* WORK ORDER
The answer must consist of every line from the data that holds the string "surfer".

* THE DATA
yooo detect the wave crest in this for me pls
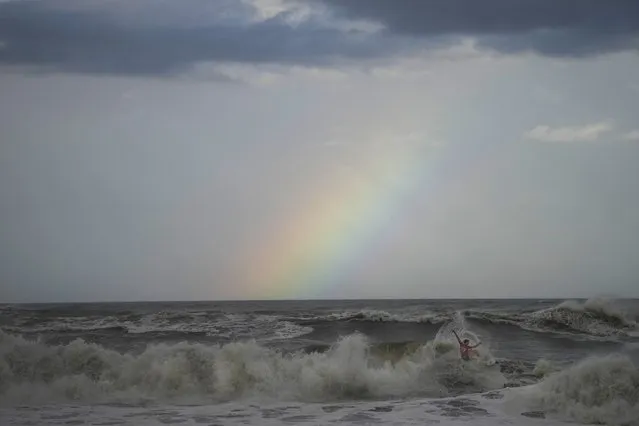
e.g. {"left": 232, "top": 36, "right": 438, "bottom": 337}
{"left": 465, "top": 298, "right": 636, "bottom": 338}
{"left": 528, "top": 298, "right": 636, "bottom": 337}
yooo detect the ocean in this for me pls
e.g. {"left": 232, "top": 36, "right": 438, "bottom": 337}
{"left": 1, "top": 298, "right": 638, "bottom": 426}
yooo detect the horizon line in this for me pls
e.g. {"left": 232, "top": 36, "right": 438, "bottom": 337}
{"left": 3, "top": 295, "right": 636, "bottom": 305}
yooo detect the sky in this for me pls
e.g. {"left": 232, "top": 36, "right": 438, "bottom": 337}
{"left": 1, "top": 0, "right": 639, "bottom": 302}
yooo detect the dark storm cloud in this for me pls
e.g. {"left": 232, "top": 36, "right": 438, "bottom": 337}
{"left": 0, "top": 0, "right": 638, "bottom": 76}
{"left": 0, "top": 1, "right": 402, "bottom": 75}
{"left": 319, "top": 0, "right": 639, "bottom": 57}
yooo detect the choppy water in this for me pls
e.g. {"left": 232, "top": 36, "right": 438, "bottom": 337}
{"left": 1, "top": 298, "right": 638, "bottom": 425}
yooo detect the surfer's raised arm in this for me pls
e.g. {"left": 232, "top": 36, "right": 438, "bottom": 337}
{"left": 452, "top": 330, "right": 462, "bottom": 344}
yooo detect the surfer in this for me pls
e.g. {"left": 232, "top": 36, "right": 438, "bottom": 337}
{"left": 452, "top": 330, "right": 481, "bottom": 361}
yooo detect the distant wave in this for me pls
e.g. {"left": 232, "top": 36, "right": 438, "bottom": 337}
{"left": 309, "top": 309, "right": 446, "bottom": 324}
{"left": 3, "top": 312, "right": 313, "bottom": 342}
{"left": 307, "top": 298, "right": 637, "bottom": 339}
{"left": 526, "top": 298, "right": 636, "bottom": 336}
{"left": 467, "top": 298, "right": 637, "bottom": 338}
{"left": 3, "top": 316, "right": 131, "bottom": 334}
{"left": 3, "top": 298, "right": 636, "bottom": 343}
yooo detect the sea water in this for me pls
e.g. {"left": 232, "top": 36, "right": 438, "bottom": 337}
{"left": 1, "top": 298, "right": 638, "bottom": 425}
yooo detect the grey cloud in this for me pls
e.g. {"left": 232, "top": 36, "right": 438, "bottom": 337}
{"left": 0, "top": 1, "right": 404, "bottom": 75}
{"left": 319, "top": 0, "right": 639, "bottom": 56}
{"left": 1, "top": 0, "right": 638, "bottom": 77}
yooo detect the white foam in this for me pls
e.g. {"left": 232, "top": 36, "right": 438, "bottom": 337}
{"left": 509, "top": 354, "right": 639, "bottom": 426}
{"left": 0, "top": 330, "right": 506, "bottom": 406}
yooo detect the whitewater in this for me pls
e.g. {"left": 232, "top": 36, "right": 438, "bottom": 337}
{"left": 1, "top": 298, "right": 638, "bottom": 425}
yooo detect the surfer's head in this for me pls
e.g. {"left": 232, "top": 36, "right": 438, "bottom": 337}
{"left": 463, "top": 339, "right": 469, "bottom": 345}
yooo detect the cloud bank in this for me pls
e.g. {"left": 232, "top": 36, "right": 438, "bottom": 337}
{"left": 0, "top": 0, "right": 638, "bottom": 76}
{"left": 320, "top": 0, "right": 639, "bottom": 57}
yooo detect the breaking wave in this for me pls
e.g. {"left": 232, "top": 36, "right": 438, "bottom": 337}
{"left": 0, "top": 330, "right": 506, "bottom": 406}
{"left": 523, "top": 354, "right": 639, "bottom": 426}
{"left": 522, "top": 298, "right": 635, "bottom": 337}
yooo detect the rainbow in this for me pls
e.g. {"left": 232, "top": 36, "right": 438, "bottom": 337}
{"left": 243, "top": 137, "right": 446, "bottom": 299}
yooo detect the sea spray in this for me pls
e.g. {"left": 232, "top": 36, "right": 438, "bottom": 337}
{"left": 433, "top": 311, "right": 496, "bottom": 366}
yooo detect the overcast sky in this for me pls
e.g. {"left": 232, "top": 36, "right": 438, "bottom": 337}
{"left": 1, "top": 0, "right": 639, "bottom": 302}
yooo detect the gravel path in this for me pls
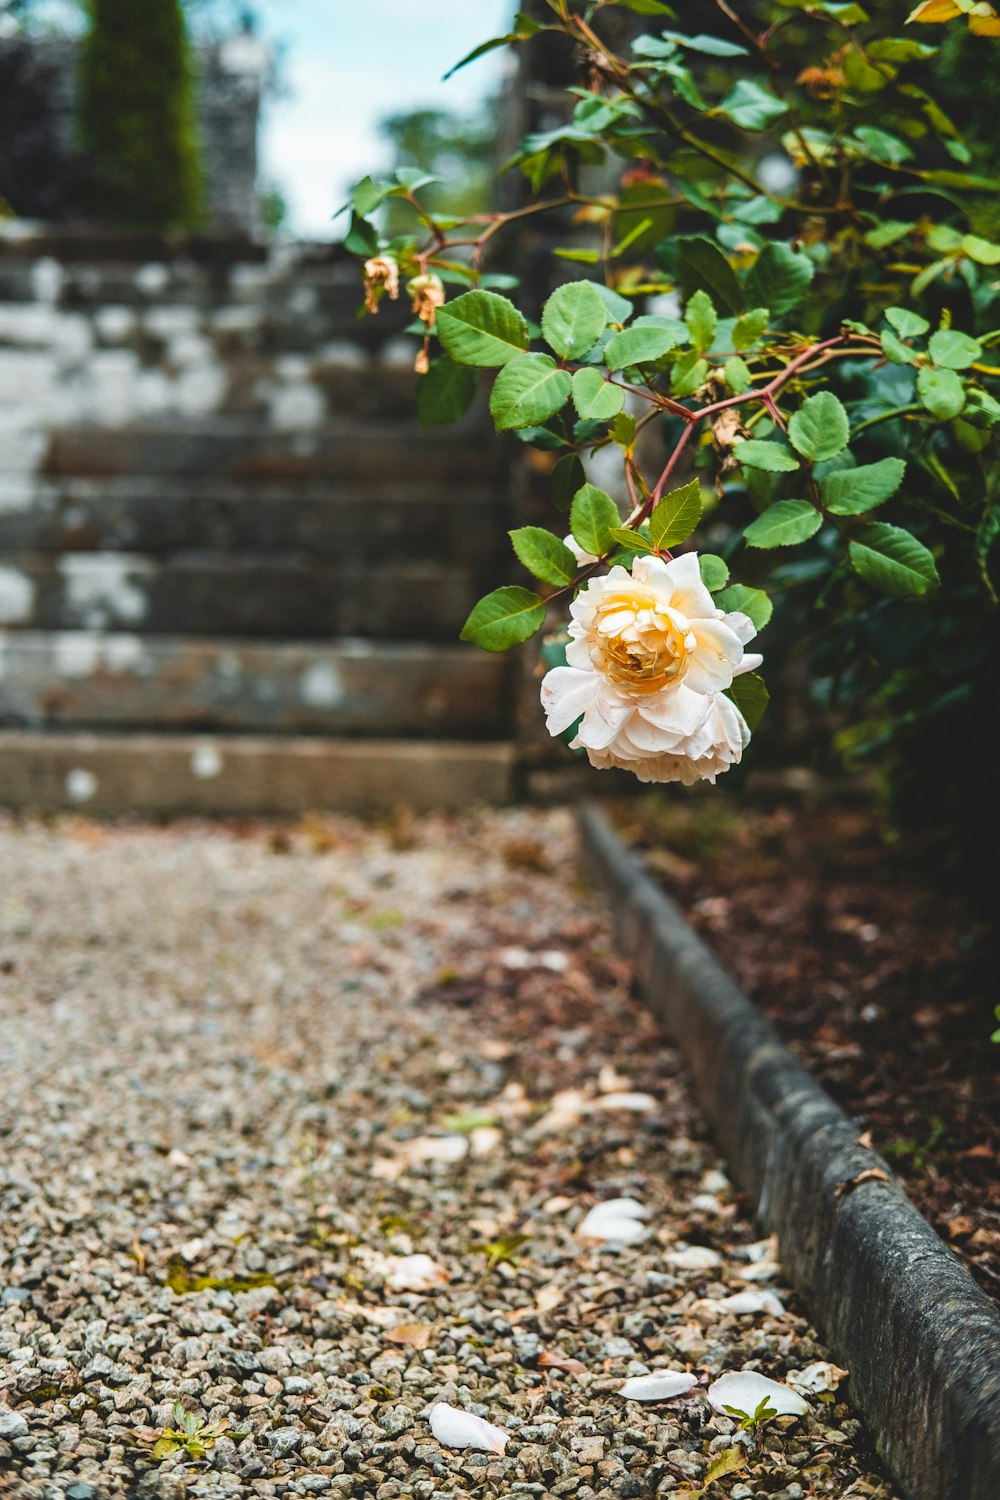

* SOLUTION BELOW
yooo detect the surfer's raised arm in this for me pls
yooo detect the surfer in this for me pls
yooo detect the surfer's head in this for me pls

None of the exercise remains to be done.